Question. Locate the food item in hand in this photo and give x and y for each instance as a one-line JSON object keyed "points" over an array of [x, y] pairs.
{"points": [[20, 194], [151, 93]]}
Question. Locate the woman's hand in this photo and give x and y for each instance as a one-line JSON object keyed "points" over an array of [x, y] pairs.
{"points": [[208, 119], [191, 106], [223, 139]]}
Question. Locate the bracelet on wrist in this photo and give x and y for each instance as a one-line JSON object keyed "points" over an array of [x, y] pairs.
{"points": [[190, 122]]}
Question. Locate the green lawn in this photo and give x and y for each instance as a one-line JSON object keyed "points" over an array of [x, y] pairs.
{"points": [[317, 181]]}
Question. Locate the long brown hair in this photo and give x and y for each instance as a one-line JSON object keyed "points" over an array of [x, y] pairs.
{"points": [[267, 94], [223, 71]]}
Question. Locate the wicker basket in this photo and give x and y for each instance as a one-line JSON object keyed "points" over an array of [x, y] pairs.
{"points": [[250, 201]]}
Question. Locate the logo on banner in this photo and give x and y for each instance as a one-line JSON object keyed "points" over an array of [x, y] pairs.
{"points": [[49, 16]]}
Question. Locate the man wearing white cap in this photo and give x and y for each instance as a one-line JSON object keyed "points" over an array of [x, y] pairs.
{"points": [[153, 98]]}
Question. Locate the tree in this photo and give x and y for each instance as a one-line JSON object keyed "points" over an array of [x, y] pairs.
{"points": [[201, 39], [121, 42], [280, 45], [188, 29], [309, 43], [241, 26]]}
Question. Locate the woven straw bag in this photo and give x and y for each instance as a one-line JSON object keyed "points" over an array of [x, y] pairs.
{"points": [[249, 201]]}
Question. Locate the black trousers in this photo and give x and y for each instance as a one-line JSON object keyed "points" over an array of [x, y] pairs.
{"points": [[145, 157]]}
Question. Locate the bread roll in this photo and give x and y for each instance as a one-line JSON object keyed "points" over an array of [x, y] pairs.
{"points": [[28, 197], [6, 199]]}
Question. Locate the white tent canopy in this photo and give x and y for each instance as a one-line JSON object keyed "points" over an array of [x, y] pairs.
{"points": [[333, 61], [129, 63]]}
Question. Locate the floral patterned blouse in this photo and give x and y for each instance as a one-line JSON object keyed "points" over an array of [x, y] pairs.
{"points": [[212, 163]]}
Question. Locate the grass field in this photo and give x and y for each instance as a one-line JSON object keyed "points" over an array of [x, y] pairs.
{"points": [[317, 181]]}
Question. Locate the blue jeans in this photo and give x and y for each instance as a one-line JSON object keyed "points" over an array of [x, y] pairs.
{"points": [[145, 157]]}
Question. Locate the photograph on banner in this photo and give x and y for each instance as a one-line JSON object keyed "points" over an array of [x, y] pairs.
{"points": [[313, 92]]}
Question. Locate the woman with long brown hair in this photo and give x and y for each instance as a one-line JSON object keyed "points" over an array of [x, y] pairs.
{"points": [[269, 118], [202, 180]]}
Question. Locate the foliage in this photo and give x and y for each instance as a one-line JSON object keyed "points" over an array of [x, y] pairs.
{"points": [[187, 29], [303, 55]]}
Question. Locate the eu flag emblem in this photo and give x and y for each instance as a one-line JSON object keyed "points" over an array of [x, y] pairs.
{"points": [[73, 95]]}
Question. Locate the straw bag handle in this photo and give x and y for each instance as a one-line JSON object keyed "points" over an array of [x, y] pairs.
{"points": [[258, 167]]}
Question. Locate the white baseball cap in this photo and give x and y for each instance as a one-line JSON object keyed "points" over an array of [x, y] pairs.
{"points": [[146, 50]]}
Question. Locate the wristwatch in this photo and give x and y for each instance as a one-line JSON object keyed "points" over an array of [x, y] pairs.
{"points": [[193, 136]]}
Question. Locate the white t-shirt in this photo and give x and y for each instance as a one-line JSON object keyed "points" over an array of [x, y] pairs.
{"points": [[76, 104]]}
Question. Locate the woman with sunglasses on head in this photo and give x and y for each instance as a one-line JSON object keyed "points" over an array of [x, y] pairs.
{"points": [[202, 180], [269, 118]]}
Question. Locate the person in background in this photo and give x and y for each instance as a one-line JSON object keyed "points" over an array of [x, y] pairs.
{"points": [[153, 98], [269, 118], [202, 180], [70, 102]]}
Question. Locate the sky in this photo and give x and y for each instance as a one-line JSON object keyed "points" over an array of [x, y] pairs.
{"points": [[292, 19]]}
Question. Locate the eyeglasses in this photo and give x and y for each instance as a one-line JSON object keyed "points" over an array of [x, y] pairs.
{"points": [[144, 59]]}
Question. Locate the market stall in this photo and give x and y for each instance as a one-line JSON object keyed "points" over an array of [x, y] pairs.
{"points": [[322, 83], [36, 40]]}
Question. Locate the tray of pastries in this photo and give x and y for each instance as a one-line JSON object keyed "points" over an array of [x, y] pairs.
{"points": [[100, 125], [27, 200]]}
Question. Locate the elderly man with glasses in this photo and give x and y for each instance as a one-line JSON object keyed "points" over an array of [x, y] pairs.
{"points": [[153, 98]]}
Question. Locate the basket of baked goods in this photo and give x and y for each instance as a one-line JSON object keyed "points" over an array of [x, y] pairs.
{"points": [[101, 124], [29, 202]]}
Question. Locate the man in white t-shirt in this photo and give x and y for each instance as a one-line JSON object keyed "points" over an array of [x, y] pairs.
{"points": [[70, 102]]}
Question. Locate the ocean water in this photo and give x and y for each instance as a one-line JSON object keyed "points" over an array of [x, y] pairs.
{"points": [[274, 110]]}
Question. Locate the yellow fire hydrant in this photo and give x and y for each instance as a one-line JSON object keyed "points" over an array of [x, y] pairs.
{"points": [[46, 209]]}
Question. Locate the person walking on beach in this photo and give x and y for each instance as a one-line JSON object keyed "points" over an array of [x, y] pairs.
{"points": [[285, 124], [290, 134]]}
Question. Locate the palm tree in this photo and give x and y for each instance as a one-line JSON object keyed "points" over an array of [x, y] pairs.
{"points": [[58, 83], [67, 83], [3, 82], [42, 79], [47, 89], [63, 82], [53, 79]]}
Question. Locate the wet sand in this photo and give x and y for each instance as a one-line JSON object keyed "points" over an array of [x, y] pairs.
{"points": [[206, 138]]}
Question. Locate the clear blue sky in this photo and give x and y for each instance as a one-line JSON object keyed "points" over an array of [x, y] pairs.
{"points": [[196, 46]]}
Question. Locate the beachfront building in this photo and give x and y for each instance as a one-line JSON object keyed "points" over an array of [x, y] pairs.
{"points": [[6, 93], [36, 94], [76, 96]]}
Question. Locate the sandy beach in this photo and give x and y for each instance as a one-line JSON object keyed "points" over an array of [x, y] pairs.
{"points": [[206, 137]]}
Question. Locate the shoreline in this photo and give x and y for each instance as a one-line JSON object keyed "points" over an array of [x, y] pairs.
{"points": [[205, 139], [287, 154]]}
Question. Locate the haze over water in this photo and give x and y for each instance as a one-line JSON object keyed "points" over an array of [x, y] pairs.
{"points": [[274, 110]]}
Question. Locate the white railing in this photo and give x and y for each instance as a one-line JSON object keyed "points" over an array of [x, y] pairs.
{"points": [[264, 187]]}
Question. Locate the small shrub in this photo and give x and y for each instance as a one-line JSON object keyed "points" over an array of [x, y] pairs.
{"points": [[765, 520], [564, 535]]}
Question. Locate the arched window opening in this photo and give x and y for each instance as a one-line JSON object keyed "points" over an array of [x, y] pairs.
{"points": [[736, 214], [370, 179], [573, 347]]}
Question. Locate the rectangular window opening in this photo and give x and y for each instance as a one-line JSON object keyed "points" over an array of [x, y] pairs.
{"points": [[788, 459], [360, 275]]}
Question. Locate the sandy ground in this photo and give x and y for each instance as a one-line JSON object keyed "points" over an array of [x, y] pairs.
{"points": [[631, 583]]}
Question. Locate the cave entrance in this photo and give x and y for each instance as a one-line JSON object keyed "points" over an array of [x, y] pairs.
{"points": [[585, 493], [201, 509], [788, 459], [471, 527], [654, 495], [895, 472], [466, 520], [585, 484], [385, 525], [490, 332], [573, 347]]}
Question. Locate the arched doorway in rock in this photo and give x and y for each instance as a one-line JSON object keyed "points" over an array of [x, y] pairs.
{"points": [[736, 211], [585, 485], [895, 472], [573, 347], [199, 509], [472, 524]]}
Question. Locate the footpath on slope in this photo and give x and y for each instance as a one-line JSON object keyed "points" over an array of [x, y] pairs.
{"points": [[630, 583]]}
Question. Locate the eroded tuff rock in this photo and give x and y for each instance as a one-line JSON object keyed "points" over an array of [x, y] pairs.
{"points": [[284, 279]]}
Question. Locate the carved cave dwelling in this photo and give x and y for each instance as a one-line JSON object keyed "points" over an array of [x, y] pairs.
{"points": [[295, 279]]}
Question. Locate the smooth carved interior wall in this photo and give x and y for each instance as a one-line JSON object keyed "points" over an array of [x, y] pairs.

□ □ □ □

_To do_
Write out the lines above, starting at the line that contains "Question. Locate the rectangular" and ending with the final line, and nothing else; copy them exactly.

_Output for this exercise_
Question. Locate the rectangular window opening in this photo and give x and y for each instance as a one-line JSON object keyed "points" over an array of [x, y] pairs.
{"points": [[788, 459], [360, 275]]}
Question. Locate the sandy ground in this photo and give x and y for each instance as a one-line JSON object keyed "points" over an array of [x, y] pairs.
{"points": [[631, 583]]}
Question. Locate the cave entrance in this photo and give x and y for each instance as a one-line JSON object keyed "points" over an array of [x, y] pairs.
{"points": [[585, 493], [201, 509], [788, 459], [471, 527], [654, 495], [895, 472], [466, 520], [585, 484], [385, 525], [490, 332], [573, 347]]}
Question. Locate the arched doorway in rock in this photo and give x and y for each instance as a one-line JSON object keyed "points" over an array of [x, y] pairs.
{"points": [[736, 211], [585, 485], [895, 472], [573, 347], [199, 509], [472, 524]]}
Question. Locate the footpath on slope in this photo and give x and y for each instance as a one-line JSON object keyed "points" over an array of [x, y] pairs.
{"points": [[630, 583]]}
Question. Locate the eroded tuff rock in this photo and give x and y for each instance as a one-line JSON object keyed "points" over an array of [x, y] pairs.
{"points": [[284, 279]]}
Question. Locate the carved cave dwelling in this photo and give x and y for each instance as a one-line JSON object keyed "points" over an array of [x, y] pairs.
{"points": [[295, 279]]}
Question. Locate the smooth carved interior wall in this photo and give x and y for each instance as a one-line JSON object keyed "points" over an array of [x, y] pairs.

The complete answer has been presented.